● **TEXT BLOCK**:
Book Read Free

A Problem From Hell

Page 14

by Samantha Power


  Richard Nixon became president in 1969. Although he had pledged to end the Vietnam War, Nixon in fact expanded it into Cambodia. Because North Vietnamese units were taking sanctuary in neighboring Cambodia, the country became a “sideshow” of some importance to the new administration. The United States invested heavily in the idea that the two bands of Communists, the Cambodians and the Vietnamese, were united. In March 1969 Nixon ordered American B-52s to begin bombing Cambodia.8 Code-named “Operation Breakfast” for the setting in which National Security Adviser Henry Kissinger and U.S. military advisers drafted their bombing plans, the mission was kept top secret for fear of domestic protest. When the bombers failed to locate the Communists’ bases, Nixon expanded the mission. He authorized secret attacks on other sanctuaries and followed up Operation Breakfast with further unappetizing missions, named Operations Lunch, Snack, Dinner, Dessert, and Supper. In the first phase of the bombing campaign, which lasted fourteen months and was known as Menu, U.S. bombers flew 3,875 sorties.9

  President Nixon did not stop there. In April 1970, frustrated by the elusiveness of the North Vietnamese, he ordered U.S. ground troops to “clean out” North Vietnamese strongholds in Cambodia. Nixon warned, “If, when the chips are down, the world’s most powerful nation—the United States of America—acts like a pitiful, helpless giant, the forces of totalitarianism and anarchy will threaten free nations and free institutions throughout the world.” Some 31,000 American and 43,000 South Vietnamese forces surged into Cambodia, ostensibly to prevent the Communists there from staging “massive attacks” on U.S. troops in Vietnam.10 The invasion, which Nixon insisted was only an “incursion,” had nothing to do with the Cambodians and everything to do with the U.S. war with Vietnam. Defense Secretary James Schlesinger later testified to Congress, “The value of Cambodia’s survival derives from its importance to the survival of South Vietnam.”11

  The month before the U.S. ground attack on Cambodia, the United States had welcomed a coup by the pro-American prime minister, Lon Nol, against Cambodia’s longtime ruler, Prince Norodom Sihanouk. Sihanouk, the father of independent Cambodia, had acquired the aura of an ancient Angkor deva-raj, or god-king, since he had assumed the throne in 1941. A bon vivant, Sihanouk was a movie director, a gourmet, and a womanizer, as well as a popular head of state. But he had alienated the United States by striking up a friendship with China, America’s foe at the time. He had also irritated President Nixon by trying to keep Cambodia neutral in the U.S. war with Vietnam. U.S. officials believed Lon Nol would be far more malleable to American designs.

● **WHAT THE EXERCISE ASKS**:
According to the text on Nixon and Cambodia, how many sorties did U.S. bombers fly during the first phase of the bombing campaign, known as Menu?

● **AVAILABLE DATA**:
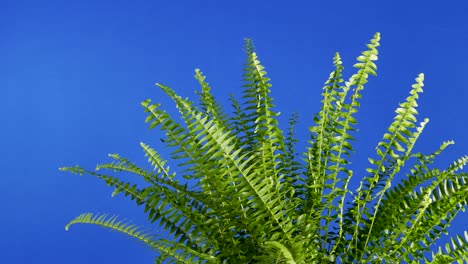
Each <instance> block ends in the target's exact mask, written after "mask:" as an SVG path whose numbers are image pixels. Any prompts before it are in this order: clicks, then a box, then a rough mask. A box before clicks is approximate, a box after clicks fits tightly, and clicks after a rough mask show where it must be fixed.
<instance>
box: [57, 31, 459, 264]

● **ANSWER TO THE EXERCISE**:
3,875 sorties.